**THE TASK**
Reproduce the records below word for word, but leave out the pictures.

**MATERIALS PROVIDED**

________

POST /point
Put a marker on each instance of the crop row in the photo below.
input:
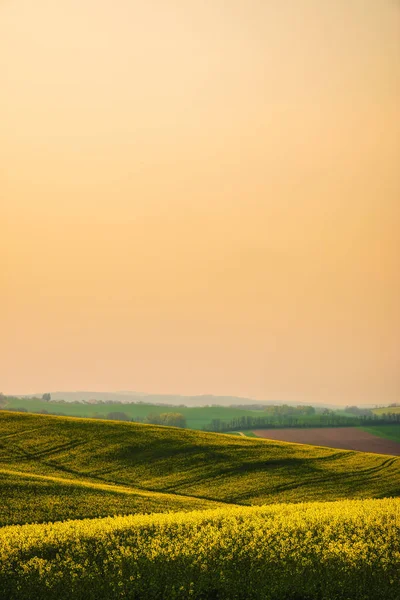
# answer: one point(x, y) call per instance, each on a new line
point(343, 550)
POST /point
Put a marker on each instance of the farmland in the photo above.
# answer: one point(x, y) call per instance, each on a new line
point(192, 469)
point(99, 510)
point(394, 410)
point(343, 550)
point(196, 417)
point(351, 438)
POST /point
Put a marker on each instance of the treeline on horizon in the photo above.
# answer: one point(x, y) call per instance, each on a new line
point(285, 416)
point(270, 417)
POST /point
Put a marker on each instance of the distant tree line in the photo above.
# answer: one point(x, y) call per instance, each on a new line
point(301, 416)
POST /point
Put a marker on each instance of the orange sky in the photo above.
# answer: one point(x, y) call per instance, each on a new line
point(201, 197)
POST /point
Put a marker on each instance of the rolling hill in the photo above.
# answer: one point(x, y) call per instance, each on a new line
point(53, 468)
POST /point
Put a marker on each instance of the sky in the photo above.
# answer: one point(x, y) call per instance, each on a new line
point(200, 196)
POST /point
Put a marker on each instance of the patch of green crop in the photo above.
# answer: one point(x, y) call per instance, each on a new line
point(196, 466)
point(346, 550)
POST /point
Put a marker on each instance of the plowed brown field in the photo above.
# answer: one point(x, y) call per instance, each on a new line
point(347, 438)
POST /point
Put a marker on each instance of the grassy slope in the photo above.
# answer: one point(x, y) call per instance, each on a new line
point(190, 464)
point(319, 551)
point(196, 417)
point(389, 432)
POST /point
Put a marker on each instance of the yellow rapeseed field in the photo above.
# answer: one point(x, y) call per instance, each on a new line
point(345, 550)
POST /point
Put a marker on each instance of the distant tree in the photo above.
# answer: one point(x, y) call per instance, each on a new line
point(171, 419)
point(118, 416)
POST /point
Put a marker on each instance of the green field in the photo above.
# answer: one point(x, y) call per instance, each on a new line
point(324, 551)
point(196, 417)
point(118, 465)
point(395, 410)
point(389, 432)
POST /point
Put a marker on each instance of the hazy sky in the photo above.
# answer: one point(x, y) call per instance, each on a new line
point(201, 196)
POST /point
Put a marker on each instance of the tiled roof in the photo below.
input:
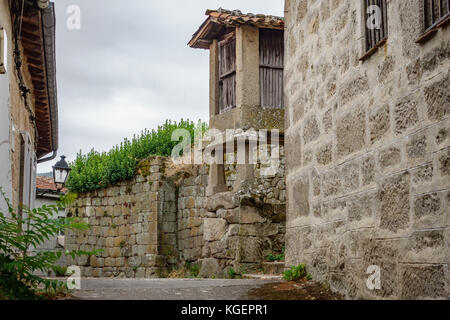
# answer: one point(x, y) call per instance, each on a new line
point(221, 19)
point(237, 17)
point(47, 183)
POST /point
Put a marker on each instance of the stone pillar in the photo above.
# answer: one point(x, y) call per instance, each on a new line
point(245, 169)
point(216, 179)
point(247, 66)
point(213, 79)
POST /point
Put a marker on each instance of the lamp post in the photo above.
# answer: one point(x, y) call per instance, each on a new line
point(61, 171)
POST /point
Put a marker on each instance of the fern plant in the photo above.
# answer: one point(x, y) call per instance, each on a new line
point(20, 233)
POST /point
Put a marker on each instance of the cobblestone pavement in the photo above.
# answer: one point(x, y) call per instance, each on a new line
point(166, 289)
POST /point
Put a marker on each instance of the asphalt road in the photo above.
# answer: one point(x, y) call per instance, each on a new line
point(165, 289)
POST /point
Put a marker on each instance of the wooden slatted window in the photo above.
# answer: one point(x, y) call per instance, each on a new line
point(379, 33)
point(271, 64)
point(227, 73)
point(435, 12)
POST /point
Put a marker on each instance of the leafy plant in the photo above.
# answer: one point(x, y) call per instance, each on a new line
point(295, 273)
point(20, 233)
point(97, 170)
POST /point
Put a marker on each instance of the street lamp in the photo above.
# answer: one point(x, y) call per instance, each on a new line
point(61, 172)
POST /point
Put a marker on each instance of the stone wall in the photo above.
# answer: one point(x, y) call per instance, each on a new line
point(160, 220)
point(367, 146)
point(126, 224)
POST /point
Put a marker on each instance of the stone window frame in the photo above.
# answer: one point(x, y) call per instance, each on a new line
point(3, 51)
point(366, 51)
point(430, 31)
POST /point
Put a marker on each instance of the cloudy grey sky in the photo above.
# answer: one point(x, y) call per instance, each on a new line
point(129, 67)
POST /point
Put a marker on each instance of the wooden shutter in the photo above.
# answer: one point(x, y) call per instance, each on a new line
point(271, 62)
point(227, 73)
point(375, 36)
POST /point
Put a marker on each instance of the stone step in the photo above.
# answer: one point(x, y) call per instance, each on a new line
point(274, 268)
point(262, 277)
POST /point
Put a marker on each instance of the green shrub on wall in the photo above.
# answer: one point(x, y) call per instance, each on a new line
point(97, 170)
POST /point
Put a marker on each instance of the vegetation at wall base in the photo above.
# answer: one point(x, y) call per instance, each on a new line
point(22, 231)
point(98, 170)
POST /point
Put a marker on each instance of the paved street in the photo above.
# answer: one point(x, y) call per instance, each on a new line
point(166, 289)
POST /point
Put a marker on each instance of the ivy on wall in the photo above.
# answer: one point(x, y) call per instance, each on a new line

________

**SOLUTION**
POST /point
Put a marker on each instance of the crop row in the photo below.
input:
# answer: one point(x, y) call per instance, each on a new line
point(343, 550)
POST /point
Put a marker on each instance of the farmland in the photo above.
# answer: one point(x, y) call per instance, each on a new line
point(192, 469)
point(99, 510)
point(394, 410)
point(343, 550)
point(196, 417)
point(351, 438)
POST /point
Put a marker on each instance of the treeline on horizon in the photo above.
# answer: one point(x, y) call per instance, each on a new line
point(285, 416)
point(270, 417)
POST /point
Put a marker on each instance of the distant tree line in the photo above.
# answer: one point(x, y) call per instance, each on a new line
point(301, 416)
POST /point
Put a marker on each instance of the orange sky in the photo above.
# answer: one point(x, y) call per instance, each on a new line
point(201, 197)
POST /point
Put a marker on each instance of the rolling hill in the photo above.
# answer: one point(x, y) call per instance, each on a new line
point(53, 468)
POST /point
Put a marker on each instance of the sky in the photo above.
# answer: one point(x, y) call per instance, each on a new line
point(200, 196)
POST /point
Put a marker on each instance of the patch of green crop in the photo above.
# answer: one point(x, y) call per instance, each on a new line
point(196, 466)
point(346, 550)
POST /point
Put a marker on each instance of the plowed brown field in the photo above.
# answer: one point(x, y) call per instance, each on a new line
point(347, 438)
POST /point
Put a marker on each instance of the grassy slope in the photo above.
# answer: one point(x, y) call per instance, each on a new line
point(190, 464)
point(319, 551)
point(196, 417)
point(389, 432)
POST /point
Put a marker on each instance of the yellow rapeseed field in the photo above.
# answer: one point(x, y) call per instance, each on a new line
point(345, 550)
POST /point
Put a marker on each instance of the distant tree in the photo above.
# answer: one point(x, y) call per instance, each on a new line
point(171, 419)
point(118, 416)
POST /point
Put a marker on each instance of the green field in the photo above.
# answer: one point(x, y) call per instance, each on a new line
point(324, 551)
point(196, 417)
point(118, 465)
point(395, 410)
point(389, 432)
POST /point
Put a marker on each instance of the hazy sky in the photo above.
# answer: one point(x, y) call per instance, each on a new line
point(201, 196)
POST /point
Put a marker on each instance of the tiled roof in the photo below.
input:
# answer: one point(x, y) call per instance, each on a new line
point(221, 19)
point(237, 17)
point(47, 183)
POST /point
Put a marker on each instance of the stone pillar in the photo above.
# answer: one point(x, y) call per instance, each on a new line
point(245, 169)
point(216, 179)
point(247, 66)
point(213, 79)
POST /point
Put a marker on each instance of the lamp post in the photo above.
# answer: one point(x, y) call per instance, each on a new line
point(61, 171)
POST /point
Put a marker on each instance of the fern plant in the photo above.
# answer: one point(x, y) call per instance, each on a new line
point(20, 233)
POST /point
Put a marker on each instance of the cobblestone pavement in the photo above.
# answer: one point(x, y) call per instance, each on a new line
point(166, 289)
POST /point
Put a marker on each instance of the asphalt road in the photo above.
# answer: one point(x, y) call per instance, each on a new line
point(165, 289)
POST /point
Put a marker on each instance of the wooden slatted window in the photo above.
# answer: one point(x, y) call per instance, each on a new line
point(379, 33)
point(271, 64)
point(227, 73)
point(435, 12)
POST /point
Put a marker on each instance of the leafy plant in the photo above.
# answer: one point(x, y) call per instance, each on a new line
point(295, 273)
point(20, 233)
point(97, 170)
POST /point
Put a marker on each instance of the street lamp in the photo above.
# answer: one point(x, y) call per instance, each on a new line
point(61, 172)
POST /point
Put a marker on each instance of the stone wall in the photo above.
# answer: one point(x, y) call per instance, each on a new line
point(160, 220)
point(367, 146)
point(126, 224)
POST /point
Put a marker on each instance of the stone window frame in the photo above.
# answer: one point(x, y) call per instance, each on a new line
point(3, 51)
point(366, 51)
point(430, 31)
POST /point
Put a marker on each instance of the cloudy grey sky in the photo above.
# answer: one point(x, y) call per instance, each on a new line
point(129, 67)
POST /point
Put a marker on each instance of the wooden shutter in the photo above.
# answer: one point(x, y) call per instance, each on a new line
point(271, 62)
point(227, 73)
point(375, 36)
POST /point
Put a marker on each instance of the stone step in the photo above.
# answer: one point(x, y) call per instance, each on a new line
point(274, 268)
point(262, 277)
POST /point
Put a marker on each instance of the green shrub on wall in the photo above.
# answer: one point(x, y) call per instance, each on a new line
point(97, 170)
POST /point
Put a marker on each instance of the vegetation at wall base in the photo above.
# answer: one point(x, y) call per instance, each on a new line
point(22, 231)
point(98, 170)
POST /point
Put a marker on each instance of the paved street in the photo above.
# answer: one point(x, y) call per instance, each on a new line
point(166, 289)
POST /point
Put a marker on each instance of the ivy on wall in the photo above.
# answer: one point(x, y) call per instance, each on a new line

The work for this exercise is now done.